● **Aufgabe und Vorgaben**
Schreib die Zeilen aus den Einträgen unten unverändert ab, und zwar von der Zeile mit „Mark a point on each instance of the man's face“ bis einschließlich zum Ende der Einträge.

Einträge aus einem Datensatz zur Lage von Objekten

··········

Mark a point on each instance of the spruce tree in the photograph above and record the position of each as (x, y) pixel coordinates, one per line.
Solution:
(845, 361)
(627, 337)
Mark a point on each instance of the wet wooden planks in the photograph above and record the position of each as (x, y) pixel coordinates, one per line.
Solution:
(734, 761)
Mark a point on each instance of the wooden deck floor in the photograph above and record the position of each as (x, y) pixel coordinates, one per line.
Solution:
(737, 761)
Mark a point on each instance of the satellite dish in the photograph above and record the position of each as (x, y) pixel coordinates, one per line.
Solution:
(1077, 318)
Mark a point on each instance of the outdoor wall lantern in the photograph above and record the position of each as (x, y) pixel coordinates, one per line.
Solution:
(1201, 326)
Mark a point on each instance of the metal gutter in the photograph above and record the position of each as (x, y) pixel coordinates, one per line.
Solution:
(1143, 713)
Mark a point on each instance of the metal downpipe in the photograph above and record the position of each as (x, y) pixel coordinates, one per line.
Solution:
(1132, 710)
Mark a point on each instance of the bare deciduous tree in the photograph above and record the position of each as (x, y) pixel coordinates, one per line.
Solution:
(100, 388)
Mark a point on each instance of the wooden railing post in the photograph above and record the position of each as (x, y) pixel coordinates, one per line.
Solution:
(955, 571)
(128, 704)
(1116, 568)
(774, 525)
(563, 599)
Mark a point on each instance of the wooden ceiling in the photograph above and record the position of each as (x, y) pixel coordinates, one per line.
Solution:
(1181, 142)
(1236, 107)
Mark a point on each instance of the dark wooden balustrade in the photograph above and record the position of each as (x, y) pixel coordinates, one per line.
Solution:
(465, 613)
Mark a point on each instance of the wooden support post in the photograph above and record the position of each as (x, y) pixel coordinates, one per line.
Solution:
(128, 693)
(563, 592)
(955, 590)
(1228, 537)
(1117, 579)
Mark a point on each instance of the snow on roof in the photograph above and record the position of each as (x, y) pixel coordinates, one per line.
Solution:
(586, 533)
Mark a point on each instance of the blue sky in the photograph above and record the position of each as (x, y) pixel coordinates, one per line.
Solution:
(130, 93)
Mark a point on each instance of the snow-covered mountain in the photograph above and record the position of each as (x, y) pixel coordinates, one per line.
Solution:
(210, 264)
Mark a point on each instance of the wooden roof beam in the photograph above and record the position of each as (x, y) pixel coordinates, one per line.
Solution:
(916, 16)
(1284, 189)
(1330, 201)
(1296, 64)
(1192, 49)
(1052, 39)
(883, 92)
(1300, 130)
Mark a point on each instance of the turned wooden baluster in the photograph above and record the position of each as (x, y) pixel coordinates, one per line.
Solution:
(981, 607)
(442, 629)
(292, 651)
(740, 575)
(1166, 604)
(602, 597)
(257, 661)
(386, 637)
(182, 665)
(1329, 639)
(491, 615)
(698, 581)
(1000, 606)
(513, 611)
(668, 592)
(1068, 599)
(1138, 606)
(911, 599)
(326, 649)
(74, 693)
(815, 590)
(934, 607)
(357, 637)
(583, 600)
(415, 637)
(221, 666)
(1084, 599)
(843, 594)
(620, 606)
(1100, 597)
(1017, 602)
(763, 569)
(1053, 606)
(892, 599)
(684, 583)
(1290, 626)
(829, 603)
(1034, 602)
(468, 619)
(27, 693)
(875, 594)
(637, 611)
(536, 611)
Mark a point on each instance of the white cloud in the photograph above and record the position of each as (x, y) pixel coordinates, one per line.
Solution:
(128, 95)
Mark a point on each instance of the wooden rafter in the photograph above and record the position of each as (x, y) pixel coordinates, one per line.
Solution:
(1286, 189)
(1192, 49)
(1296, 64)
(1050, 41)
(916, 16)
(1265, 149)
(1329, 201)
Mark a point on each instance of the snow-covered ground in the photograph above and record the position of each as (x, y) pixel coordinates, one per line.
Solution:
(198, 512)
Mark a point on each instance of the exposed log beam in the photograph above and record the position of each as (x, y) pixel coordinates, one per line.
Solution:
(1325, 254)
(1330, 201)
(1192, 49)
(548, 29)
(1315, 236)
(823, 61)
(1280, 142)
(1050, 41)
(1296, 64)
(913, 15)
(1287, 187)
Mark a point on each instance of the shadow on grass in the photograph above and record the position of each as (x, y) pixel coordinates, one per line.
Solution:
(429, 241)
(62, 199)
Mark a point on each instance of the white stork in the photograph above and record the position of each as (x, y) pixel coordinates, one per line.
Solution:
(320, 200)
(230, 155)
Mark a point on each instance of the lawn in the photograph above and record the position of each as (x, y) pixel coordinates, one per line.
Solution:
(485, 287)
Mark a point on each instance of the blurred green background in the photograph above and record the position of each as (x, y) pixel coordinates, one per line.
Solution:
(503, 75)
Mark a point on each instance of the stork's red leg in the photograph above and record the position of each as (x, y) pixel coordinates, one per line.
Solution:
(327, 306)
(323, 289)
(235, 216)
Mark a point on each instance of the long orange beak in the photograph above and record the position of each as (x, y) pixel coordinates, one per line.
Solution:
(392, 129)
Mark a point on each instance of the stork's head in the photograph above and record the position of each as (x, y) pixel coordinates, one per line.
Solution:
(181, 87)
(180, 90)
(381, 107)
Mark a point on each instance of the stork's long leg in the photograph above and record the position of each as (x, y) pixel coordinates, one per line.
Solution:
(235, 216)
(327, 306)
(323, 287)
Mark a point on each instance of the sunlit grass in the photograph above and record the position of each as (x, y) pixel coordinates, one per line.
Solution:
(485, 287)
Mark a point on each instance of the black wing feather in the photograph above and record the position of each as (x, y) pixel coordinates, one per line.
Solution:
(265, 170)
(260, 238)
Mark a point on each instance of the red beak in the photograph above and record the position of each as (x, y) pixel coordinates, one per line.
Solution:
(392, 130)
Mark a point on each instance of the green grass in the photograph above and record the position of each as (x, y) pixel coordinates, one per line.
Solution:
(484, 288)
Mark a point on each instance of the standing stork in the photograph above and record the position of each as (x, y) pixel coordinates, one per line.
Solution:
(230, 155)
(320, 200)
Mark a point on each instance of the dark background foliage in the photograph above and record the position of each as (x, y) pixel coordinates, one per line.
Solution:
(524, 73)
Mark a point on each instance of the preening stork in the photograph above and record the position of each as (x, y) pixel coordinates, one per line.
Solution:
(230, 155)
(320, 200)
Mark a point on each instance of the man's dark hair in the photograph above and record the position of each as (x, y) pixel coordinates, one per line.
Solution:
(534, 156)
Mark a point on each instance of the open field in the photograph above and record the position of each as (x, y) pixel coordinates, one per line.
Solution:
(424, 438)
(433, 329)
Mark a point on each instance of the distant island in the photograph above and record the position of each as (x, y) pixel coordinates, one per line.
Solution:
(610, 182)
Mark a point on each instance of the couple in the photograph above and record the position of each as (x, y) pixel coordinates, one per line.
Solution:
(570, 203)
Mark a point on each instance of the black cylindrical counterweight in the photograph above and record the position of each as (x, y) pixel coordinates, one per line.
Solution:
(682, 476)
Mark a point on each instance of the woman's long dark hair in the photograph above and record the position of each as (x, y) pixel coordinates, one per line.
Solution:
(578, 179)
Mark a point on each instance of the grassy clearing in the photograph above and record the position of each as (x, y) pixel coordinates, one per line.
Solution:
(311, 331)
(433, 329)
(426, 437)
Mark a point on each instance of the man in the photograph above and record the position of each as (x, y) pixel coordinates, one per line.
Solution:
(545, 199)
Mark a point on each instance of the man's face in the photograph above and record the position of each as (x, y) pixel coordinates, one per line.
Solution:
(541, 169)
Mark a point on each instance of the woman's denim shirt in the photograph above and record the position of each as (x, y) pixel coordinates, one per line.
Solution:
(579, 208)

··········

● **Musterlösung**
Mark a point on each instance of the man's face in the photograph above and record the position of each as (x, y) pixel coordinates, one per line.
Solution:
(541, 169)
Mark a point on each instance of the woman's denim shirt in the photograph above and record the position of each as (x, y) pixel coordinates, one per line.
Solution:
(579, 208)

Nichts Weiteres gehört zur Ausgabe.